- **What is expected**
Please transcribe, with no changes, the lines of the entries below, starting at the one that contains "Spot the sidewalk seam." and ending at the one that contains "xmin=364 ymin=394 xmax=380 ymax=417", with both of those lines included.

───── Rows

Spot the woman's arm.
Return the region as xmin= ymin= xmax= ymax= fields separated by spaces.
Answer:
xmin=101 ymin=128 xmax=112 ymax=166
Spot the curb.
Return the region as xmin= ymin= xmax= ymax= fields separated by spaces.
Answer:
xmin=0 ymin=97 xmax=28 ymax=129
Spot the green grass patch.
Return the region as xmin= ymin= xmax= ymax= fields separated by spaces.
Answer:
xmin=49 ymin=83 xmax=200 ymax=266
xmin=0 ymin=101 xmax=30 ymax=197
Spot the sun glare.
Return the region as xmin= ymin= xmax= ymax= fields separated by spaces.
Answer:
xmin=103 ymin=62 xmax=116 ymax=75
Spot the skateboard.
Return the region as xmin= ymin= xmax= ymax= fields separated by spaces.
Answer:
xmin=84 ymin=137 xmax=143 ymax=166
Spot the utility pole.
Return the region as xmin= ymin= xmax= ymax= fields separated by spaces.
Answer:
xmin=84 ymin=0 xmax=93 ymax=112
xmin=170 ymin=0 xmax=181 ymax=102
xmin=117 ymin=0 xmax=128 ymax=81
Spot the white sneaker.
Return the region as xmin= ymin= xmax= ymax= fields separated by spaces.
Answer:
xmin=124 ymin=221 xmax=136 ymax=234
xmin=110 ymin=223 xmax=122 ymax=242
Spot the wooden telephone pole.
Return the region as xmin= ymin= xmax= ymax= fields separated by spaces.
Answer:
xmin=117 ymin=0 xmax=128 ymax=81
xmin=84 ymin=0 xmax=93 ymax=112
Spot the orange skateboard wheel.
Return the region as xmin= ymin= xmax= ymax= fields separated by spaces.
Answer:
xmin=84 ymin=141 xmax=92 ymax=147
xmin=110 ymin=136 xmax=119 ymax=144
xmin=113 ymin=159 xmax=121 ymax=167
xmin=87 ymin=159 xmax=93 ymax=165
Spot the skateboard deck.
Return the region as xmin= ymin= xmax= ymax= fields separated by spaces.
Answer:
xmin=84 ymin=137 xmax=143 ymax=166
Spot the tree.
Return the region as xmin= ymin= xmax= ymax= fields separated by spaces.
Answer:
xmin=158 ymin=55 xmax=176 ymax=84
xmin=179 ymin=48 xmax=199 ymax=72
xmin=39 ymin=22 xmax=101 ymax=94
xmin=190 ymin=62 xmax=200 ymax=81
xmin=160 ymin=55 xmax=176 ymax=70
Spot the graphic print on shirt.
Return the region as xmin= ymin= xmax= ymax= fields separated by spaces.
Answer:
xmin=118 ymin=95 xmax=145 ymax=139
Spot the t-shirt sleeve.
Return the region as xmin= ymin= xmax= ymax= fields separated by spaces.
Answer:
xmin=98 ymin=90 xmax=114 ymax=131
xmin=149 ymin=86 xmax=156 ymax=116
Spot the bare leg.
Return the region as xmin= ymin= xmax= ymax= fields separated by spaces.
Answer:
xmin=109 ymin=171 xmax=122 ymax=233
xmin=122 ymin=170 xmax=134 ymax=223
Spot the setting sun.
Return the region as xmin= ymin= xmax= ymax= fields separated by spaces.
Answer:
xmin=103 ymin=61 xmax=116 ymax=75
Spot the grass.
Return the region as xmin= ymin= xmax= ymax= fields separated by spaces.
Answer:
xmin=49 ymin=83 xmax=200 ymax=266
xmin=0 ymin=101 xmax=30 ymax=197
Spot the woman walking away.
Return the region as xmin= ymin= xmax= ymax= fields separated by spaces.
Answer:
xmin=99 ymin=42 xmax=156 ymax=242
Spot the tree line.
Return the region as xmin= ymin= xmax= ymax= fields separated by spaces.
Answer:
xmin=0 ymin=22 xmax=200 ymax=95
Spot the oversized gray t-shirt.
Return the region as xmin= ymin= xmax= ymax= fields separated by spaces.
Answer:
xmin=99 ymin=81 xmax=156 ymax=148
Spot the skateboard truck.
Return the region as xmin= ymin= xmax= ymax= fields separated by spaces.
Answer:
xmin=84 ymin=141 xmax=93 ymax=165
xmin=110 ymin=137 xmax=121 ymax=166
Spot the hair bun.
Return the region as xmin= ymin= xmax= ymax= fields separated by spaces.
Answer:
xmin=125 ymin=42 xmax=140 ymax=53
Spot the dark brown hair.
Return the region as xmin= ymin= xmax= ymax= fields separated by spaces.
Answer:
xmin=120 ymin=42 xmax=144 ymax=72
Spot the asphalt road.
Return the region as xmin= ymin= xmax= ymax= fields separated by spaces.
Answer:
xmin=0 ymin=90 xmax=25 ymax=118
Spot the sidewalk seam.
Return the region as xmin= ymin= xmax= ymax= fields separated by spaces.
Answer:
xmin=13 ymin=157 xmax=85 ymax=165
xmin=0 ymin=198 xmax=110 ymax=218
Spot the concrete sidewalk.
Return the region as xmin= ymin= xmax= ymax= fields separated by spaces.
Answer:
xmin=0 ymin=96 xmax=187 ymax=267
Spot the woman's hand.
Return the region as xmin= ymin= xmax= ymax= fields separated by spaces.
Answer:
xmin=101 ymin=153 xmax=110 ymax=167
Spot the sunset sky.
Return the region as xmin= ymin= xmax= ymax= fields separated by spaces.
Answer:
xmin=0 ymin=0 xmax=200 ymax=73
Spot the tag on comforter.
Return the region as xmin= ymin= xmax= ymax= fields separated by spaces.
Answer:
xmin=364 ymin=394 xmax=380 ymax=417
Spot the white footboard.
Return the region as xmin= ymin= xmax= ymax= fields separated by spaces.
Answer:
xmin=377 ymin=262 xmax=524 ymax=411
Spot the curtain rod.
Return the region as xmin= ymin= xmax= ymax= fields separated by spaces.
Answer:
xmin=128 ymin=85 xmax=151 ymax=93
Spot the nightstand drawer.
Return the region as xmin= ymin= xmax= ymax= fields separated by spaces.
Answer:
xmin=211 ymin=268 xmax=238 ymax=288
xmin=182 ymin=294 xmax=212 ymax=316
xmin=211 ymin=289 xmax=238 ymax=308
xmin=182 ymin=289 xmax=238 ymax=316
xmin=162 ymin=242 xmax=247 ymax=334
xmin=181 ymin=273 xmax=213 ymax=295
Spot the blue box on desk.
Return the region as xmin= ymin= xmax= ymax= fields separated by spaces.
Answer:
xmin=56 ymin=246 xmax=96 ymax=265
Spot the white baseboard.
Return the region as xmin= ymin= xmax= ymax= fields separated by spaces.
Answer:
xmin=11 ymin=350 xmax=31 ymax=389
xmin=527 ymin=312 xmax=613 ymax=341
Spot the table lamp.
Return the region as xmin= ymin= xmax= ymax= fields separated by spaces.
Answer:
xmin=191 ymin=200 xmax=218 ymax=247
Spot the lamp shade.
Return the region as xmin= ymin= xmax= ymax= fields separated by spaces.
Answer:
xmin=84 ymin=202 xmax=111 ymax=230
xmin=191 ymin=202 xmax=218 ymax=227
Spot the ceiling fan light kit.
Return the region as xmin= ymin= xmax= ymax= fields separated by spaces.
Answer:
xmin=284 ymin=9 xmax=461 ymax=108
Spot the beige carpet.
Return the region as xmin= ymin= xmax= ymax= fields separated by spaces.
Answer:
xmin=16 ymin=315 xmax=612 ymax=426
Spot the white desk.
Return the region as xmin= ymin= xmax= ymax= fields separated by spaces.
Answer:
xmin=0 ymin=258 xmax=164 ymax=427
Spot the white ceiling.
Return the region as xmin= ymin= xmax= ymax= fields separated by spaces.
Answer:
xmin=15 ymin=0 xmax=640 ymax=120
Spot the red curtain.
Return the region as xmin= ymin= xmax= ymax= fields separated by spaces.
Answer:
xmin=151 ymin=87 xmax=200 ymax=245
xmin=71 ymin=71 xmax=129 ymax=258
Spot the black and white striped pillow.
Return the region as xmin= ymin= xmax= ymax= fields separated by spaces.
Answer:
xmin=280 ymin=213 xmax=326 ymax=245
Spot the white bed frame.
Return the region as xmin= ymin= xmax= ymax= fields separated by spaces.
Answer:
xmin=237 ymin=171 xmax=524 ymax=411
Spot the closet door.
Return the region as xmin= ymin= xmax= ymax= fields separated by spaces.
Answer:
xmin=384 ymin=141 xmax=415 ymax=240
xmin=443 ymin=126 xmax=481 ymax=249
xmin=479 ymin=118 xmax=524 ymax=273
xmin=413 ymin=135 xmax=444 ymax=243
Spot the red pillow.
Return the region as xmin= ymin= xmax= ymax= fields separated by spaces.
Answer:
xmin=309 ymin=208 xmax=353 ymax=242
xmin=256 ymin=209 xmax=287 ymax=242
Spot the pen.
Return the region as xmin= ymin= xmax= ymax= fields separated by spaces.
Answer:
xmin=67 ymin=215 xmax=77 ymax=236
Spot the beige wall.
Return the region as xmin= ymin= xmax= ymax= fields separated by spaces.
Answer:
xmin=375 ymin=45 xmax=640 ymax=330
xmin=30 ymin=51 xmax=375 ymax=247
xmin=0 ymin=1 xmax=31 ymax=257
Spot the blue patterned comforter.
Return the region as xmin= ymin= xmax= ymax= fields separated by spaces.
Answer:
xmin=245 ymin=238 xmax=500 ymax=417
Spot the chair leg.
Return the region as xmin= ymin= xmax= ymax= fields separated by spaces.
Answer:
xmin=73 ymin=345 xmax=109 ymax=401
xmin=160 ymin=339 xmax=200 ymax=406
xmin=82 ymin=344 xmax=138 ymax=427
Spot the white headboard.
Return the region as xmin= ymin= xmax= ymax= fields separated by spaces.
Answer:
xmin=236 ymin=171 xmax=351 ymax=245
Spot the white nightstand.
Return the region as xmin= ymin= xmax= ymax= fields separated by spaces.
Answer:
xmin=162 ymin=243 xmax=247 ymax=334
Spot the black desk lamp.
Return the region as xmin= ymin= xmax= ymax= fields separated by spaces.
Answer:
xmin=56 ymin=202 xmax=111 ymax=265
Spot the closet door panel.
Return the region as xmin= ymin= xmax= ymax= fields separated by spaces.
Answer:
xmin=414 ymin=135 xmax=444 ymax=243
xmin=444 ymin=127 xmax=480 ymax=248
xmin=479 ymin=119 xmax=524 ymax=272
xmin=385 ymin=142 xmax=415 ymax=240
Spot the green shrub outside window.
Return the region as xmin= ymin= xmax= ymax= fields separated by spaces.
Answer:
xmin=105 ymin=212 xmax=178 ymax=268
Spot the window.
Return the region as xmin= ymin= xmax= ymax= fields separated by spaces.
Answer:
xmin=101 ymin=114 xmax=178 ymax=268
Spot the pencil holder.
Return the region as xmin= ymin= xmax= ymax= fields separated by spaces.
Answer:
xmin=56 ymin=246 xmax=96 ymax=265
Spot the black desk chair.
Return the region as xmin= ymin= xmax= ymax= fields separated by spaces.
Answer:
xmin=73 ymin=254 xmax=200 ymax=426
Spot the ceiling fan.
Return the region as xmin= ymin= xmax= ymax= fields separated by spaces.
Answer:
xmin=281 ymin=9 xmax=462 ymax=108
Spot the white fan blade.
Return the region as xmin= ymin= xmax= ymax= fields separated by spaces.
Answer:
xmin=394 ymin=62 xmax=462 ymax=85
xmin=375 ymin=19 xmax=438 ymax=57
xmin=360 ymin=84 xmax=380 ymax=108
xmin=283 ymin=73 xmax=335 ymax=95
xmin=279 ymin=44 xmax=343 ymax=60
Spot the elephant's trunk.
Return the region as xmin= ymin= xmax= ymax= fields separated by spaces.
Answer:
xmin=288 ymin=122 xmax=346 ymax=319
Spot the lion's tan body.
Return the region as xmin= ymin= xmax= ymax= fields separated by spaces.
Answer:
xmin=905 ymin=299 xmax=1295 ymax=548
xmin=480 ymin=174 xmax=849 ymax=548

──────────

- **Written reply**
Spot the sidewalk seam.
Return the region as xmin= ymin= xmax= ymax= fields separated by spaces.
Answer:
xmin=13 ymin=157 xmax=85 ymax=165
xmin=0 ymin=198 xmax=110 ymax=218
Spot the concrete sidewalk.
Return the region as xmin= ymin= xmax= ymax= fields separated by spaces.
Answer:
xmin=0 ymin=96 xmax=187 ymax=267
Spot the woman's hand.
Return the region as xmin= ymin= xmax= ymax= fields separated by spaces.
Answer:
xmin=101 ymin=153 xmax=110 ymax=167
Spot the sunset sky.
Return the region as xmin= ymin= xmax= ymax= fields separated by spaces.
Answer:
xmin=0 ymin=0 xmax=200 ymax=73
Spot the tag on comforter.
Return the region as xmin= ymin= xmax= ymax= fields separated by spaces.
Answer:
xmin=364 ymin=394 xmax=380 ymax=417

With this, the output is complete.